▸ **SOURCE EXTRACT**

____

When the iPhone was introduced , there were already 1 billion phones being sold each year. Sj said he wanted Apple to sell 10 million to capture 1% of the market.
There can’t really be anything bigger than the phone market that has 90%+ world wide penetration.
I don't know, people have been lamenting the poor quality of Apple software and how much better it was in the old days since I got my first Mac in 2007, at least that's when I became aware of the complaints. If it was really on a substantial continual down trend from then, by now nothing would work at all. Apple continues to invest massively in software, that means a ton of new code, which means a ton of new bugs. You can't develop new software and not have quality issues.
Apple continues to make extremely long term highly strategic investments. You don't get to develop a highly original, industry leading SOC architecture without long term investment in technology. Bankrolling new process node development and thereby locking in capacity in strategic contracts doesn't happen by accident or on a whim. Development and implementation of the Apple watch happened entirely in the post-Jobs era.
So I just don't see it, they continue to commit to heavy long term investment in capital intensive technology projects and innovative new products. Not everything works out. The touch bar and butterfly keyboards were notable misses. But then that's always been true. I look at the phones, desktops, laptops, watch, Airpods, iPads, etc. They're the most Apple-y products Apple has ever produced, and not a single one of them is a me-to product slapped together to ride a trend.
Yeah - people have been saying the mac software has been in decline for as long as there's been mac software. If you have enough users some fraction of them are going to get hit by some rare bug and declare the software is crap, even if it is 0.001% of the users.
My m1 mbp is the best laptop I've ever owned, and I've owned a lot. I don't really use any mac software though - just a terminal, emacs, and a web browser. Macos just stays out of the way and causes no problems. I routinely get 1 or 2 months of uptime - only ever needing to reboot to apply system updates. Maybe if I used more mac software I would see this supposed decline.

____

▸ **Spatial localization data**

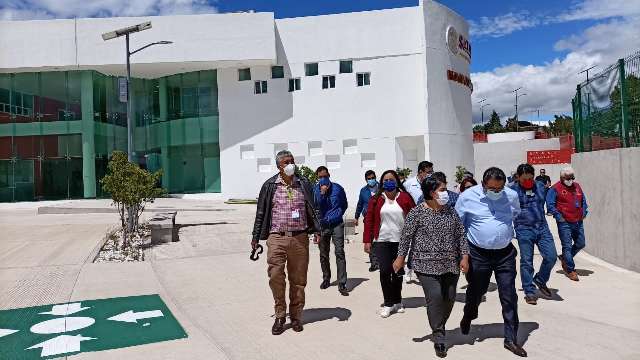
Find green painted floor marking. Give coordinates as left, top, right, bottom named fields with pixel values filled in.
left=0, top=295, right=187, bottom=360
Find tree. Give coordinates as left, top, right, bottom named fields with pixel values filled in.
left=484, top=110, right=504, bottom=134
left=100, top=151, right=166, bottom=248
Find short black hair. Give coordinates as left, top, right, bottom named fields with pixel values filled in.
left=516, top=164, right=536, bottom=177
left=316, top=165, right=329, bottom=175
left=418, top=161, right=433, bottom=172
left=431, top=171, right=447, bottom=184
left=420, top=173, right=447, bottom=200
left=482, top=166, right=507, bottom=184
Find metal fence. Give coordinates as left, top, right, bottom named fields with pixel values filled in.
left=571, top=51, right=640, bottom=152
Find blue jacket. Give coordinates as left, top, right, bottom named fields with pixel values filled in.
left=356, top=185, right=371, bottom=219
left=510, top=181, right=547, bottom=229
left=313, top=182, right=349, bottom=228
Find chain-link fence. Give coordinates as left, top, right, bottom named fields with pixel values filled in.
left=572, top=51, right=640, bottom=152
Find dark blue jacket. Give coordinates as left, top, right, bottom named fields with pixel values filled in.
left=356, top=185, right=371, bottom=219
left=510, top=181, right=547, bottom=229
left=313, top=182, right=349, bottom=228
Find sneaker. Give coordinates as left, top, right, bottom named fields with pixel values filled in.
left=378, top=306, right=393, bottom=318
left=392, top=303, right=404, bottom=314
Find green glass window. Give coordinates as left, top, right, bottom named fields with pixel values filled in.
left=289, top=78, right=301, bottom=92
left=340, top=60, right=353, bottom=74
left=304, top=63, right=318, bottom=76
left=238, top=68, right=251, bottom=81
left=271, top=66, right=284, bottom=79
left=322, top=75, right=336, bottom=89
left=254, top=80, right=267, bottom=94
left=356, top=73, right=371, bottom=86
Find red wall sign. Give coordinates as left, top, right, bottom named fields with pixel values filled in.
left=527, top=149, right=573, bottom=165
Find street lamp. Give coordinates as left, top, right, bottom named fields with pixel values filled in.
left=102, top=21, right=173, bottom=162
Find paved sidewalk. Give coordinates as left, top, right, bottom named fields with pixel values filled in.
left=0, top=199, right=640, bottom=360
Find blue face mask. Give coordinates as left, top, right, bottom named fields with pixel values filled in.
left=318, top=177, right=331, bottom=186
left=382, top=180, right=398, bottom=192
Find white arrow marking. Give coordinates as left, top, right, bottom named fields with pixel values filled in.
left=25, top=335, right=96, bottom=357
left=40, top=303, right=89, bottom=316
left=107, top=310, right=164, bottom=323
left=0, top=329, right=20, bottom=337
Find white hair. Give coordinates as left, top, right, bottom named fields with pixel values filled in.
left=560, top=166, right=575, bottom=177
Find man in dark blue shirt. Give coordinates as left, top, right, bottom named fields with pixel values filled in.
left=313, top=166, right=349, bottom=296
left=511, top=164, right=557, bottom=305
left=356, top=170, right=378, bottom=272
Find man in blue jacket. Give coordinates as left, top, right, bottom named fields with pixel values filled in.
left=511, top=164, right=557, bottom=305
left=313, top=166, right=349, bottom=296
left=356, top=170, right=378, bottom=272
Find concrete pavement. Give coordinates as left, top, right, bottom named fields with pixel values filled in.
left=0, top=199, right=640, bottom=359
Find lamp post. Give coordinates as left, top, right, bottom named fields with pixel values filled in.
left=102, top=21, right=173, bottom=162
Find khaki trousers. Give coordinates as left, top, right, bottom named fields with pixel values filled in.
left=267, top=233, right=309, bottom=320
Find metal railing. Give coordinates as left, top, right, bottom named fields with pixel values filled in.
left=571, top=51, right=640, bottom=152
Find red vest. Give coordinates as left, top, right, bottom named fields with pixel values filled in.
left=362, top=191, right=416, bottom=243
left=553, top=181, right=584, bottom=222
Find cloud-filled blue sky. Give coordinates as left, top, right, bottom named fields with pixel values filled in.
left=0, top=0, right=640, bottom=121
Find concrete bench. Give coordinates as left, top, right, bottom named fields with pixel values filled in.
left=149, top=211, right=178, bottom=244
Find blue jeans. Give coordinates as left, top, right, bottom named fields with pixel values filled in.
left=558, top=221, right=585, bottom=272
left=516, top=224, right=558, bottom=295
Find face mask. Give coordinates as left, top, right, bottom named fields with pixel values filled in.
left=318, top=177, right=331, bottom=186
left=520, top=179, right=535, bottom=190
left=382, top=180, right=398, bottom=192
left=486, top=190, right=504, bottom=201
left=436, top=190, right=449, bottom=205
left=284, top=164, right=296, bottom=176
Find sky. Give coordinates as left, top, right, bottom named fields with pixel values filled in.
left=0, top=0, right=640, bottom=122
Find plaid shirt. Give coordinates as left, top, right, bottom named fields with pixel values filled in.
left=271, top=176, right=307, bottom=232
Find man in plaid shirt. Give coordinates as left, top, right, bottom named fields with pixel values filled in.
left=251, top=150, right=320, bottom=335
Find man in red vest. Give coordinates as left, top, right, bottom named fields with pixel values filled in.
left=547, top=167, right=588, bottom=281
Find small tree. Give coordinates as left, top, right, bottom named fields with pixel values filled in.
left=456, top=165, right=467, bottom=184
left=100, top=151, right=166, bottom=247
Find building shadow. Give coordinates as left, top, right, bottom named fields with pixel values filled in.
left=302, top=307, right=351, bottom=325
left=413, top=322, right=540, bottom=348
left=331, top=278, right=369, bottom=292
left=556, top=269, right=593, bottom=276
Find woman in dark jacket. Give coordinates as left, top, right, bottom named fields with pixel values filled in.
left=393, top=177, right=469, bottom=357
left=363, top=170, right=416, bottom=318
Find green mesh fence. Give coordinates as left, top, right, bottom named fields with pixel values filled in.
left=572, top=52, right=640, bottom=152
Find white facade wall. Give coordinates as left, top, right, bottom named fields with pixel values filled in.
left=0, top=1, right=473, bottom=205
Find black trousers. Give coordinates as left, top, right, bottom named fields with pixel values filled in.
left=318, top=224, right=347, bottom=285
left=464, top=243, right=519, bottom=342
left=375, top=242, right=404, bottom=306
left=417, top=273, right=460, bottom=344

____

▸ **WORK REQUEST**
Write what comes next in the discussion of Apple's products and software, picking up after its last sentence.

▸ **RESULT OF THIS EXERCISE**
It was a very dark era for Apple, but the Power Computing years were the best time to be an Apple fanboy IMO. You had commodity firebreathing PC hardware running OS 8 better than Macs did, more ports and connectivity, the software was best-in-class, and this was the era with no spyware, telemetry and all the BS we face now.
And yes, I was still buying legit Macs and software, and a lot of stock when it was at $11. It was a blast, I tell you.
Uhh, speak for yourself. As a fanboy myself back then, it was kinda terrifying. Sure Power Computing was able to bump the bus speed beyond what Apple seemed to to able to do, but they also cannibalized Apple’s hardware market which they needed to stay alive. Also it became clear that the wheels were falling off the “new” OS rewrite (Rhapsody) project with no real plan for remedying. It was scary times when Microsoft had to help bail them out. Honestly, buying NeXT was the accidentally smartest move Apple executives made. I remember how cool BeOS was but was glad they chose NeXTStep over it. Mostly, because I was a Unix fanboy by that time too.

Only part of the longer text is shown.